Copy the listing below word for word, every line included.

===== Extracted entries =====

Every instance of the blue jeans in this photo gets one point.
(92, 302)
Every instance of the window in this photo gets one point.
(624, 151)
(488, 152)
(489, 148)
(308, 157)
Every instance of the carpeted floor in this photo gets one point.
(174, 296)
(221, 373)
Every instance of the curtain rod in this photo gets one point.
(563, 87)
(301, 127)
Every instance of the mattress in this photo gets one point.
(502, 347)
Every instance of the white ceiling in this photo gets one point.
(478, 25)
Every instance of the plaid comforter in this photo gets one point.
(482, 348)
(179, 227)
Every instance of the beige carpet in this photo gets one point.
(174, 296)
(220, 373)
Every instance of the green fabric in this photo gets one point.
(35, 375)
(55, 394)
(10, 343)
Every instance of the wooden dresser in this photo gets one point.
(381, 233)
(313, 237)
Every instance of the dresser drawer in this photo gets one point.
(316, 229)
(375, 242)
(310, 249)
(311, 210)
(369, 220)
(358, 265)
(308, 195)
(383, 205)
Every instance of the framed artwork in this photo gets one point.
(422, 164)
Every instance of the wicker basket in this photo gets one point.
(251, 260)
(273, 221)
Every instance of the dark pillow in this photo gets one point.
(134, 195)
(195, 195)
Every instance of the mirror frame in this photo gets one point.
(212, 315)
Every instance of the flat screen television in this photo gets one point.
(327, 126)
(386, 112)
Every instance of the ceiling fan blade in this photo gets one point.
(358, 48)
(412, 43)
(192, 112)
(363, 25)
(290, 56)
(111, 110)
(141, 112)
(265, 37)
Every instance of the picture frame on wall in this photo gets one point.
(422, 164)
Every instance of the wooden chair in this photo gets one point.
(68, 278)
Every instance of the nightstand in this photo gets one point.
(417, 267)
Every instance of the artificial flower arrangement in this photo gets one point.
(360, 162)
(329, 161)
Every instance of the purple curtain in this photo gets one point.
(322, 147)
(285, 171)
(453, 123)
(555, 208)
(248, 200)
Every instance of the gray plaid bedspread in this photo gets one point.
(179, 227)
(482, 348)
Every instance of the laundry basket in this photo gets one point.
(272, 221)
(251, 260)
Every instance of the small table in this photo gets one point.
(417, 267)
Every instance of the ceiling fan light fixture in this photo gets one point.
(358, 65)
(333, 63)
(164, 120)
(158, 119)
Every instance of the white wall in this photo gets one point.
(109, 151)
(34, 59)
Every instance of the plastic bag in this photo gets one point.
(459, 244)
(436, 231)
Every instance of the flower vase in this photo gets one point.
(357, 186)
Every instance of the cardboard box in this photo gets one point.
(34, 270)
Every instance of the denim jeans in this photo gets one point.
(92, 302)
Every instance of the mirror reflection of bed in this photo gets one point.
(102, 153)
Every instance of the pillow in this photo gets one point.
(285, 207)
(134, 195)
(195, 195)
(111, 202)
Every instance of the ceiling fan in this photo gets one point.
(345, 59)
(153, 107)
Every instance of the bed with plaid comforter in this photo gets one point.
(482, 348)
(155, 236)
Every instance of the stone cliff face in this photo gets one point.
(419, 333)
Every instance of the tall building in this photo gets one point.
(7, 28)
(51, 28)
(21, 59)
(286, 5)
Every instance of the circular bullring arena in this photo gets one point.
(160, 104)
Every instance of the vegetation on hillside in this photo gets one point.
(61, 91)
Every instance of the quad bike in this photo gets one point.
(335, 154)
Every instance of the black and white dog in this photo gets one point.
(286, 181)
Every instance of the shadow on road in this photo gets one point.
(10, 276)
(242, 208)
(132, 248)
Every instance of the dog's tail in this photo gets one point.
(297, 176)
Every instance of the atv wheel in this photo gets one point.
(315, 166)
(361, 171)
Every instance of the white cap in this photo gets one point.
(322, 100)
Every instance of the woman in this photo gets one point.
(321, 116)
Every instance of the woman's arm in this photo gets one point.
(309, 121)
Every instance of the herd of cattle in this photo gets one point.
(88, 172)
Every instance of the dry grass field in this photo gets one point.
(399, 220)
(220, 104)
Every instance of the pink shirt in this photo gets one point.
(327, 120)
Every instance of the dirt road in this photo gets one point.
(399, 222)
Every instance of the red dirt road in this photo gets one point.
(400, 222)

=====

• Answer to the exercise:
Every instance of the blue jeans in this photo gets one point.
(92, 302)
Every instance of the window in this photo gets one point.
(624, 151)
(488, 152)
(489, 148)
(308, 157)
Every instance of the carpeted floor in this photo gets one point.
(174, 296)
(221, 373)
Every instance of the curtain rod in this photo gets one point.
(563, 87)
(301, 127)
Every instance of the mattress in this photo gets one point.
(502, 347)
Every instance of the white ceiling in this photo gets one point.
(478, 25)
Every instance of the plaid comforter in this photo gets one point.
(482, 348)
(179, 227)
Every instance of the beige carpet in this photo gets one point.
(174, 296)
(220, 373)
Every instance of the green fabric in this photo gets one point.
(35, 375)
(55, 394)
(10, 343)
Every instance of the wooden dresser in this photo gets one point.
(381, 233)
(313, 237)
Every instance of the dresser drawer in this photo gets one point.
(316, 229)
(375, 242)
(310, 249)
(311, 210)
(369, 220)
(358, 265)
(308, 195)
(383, 205)
Every instance of the framed artwork in this photo gets one point.
(422, 164)
Every instance of the wicker basket in this photo gets one point.
(251, 260)
(273, 221)
Every instance of the dark pillow in this photo gets one point.
(134, 195)
(195, 195)
Every instance of the mirror frame in this photo gets one point.
(212, 315)
Every instance of the flat screen television in this photo gets one point.
(327, 126)
(386, 112)
Every instance of the ceiling fan blade in this photo gets one point.
(358, 48)
(412, 43)
(192, 112)
(363, 25)
(290, 56)
(111, 110)
(141, 112)
(265, 37)
Every instance of the picture frame on wall in this photo gets one point.
(422, 164)
Every instance of the wooden chair in this photo gets one point.
(68, 278)
Every instance of the nightstand in this photo gets one point.
(417, 267)
Every instance of the artificial flower arrangement in this photo gets one point.
(360, 162)
(329, 161)
Every instance of the purple curtain in this photo gets one point.
(322, 147)
(285, 171)
(453, 123)
(555, 208)
(248, 200)
Every instance of the gray plaid bedspread in this photo gets one point.
(179, 227)
(482, 348)
Every instance of the laundry basket in this photo gets one point.
(272, 221)
(251, 260)
Every instance of the small table in this photo gets one point.
(417, 267)
Every instance of the ceiling fan light fixture in this photo gets one point.
(358, 65)
(333, 63)
(164, 120)
(158, 119)
Every instance of the white wall in this photo gets one point.
(109, 151)
(34, 59)
Every instance of the plastic bag in this photo gets one point.
(459, 244)
(436, 231)
Every instance of the flower vase in this photo gets one point.
(357, 186)
Every instance of the cardboard box in this photo gets one point.
(34, 270)
Every instance of the denim jeans in this photo gets one point.
(92, 302)
Every instance of the mirror reflection of bed in this photo gets one point.
(102, 153)
Every instance of the pillow in this photo gets one point.
(285, 207)
(134, 195)
(195, 195)
(111, 202)
Every instance of the ceiling fan in this photo gets one point.
(345, 59)
(153, 107)
Every instance of the bed with plaid comforter in this photo gets one point.
(482, 348)
(155, 236)
Every instance of the stone cliff face in this photo gets one point.
(419, 333)
Every instance of the tall building in this photo gets one point.
(7, 28)
(51, 28)
(21, 59)
(286, 5)
Every instance of the circular bullring arena in this photo gets one point.
(160, 104)
Every instance of the vegetation on hillside in this photo gets one point.
(61, 91)
Every instance of the quad bike in this photo gets one point.
(335, 154)
Every instance of the black and white dog in this photo gets one point.
(286, 181)
Every instance of the shadow on road in this photo gets one point.
(10, 276)
(242, 208)
(132, 248)
Every instance of the dog's tail in this photo gets one point.
(297, 176)
Every instance of the atv wheel in this photo gets one point.
(315, 166)
(361, 171)
Every instance of the white cap in this photo gets one point.
(322, 100)
Every instance of the woman in this photo gets one point.
(321, 116)
Every instance of the woman's arm in this photo gets one point.
(309, 121)
Every instance of the herd of cattle in this photo gets one point.
(88, 172)
Every instance of the dry grass field in this photo gets one point.
(399, 220)
(220, 104)
Every instance of the pink shirt in this photo gets one point.
(327, 120)
Every instance of the dirt road in this photo gets one point.
(399, 222)
Every instance of the red dirt road in this photo gets one point.
(400, 222)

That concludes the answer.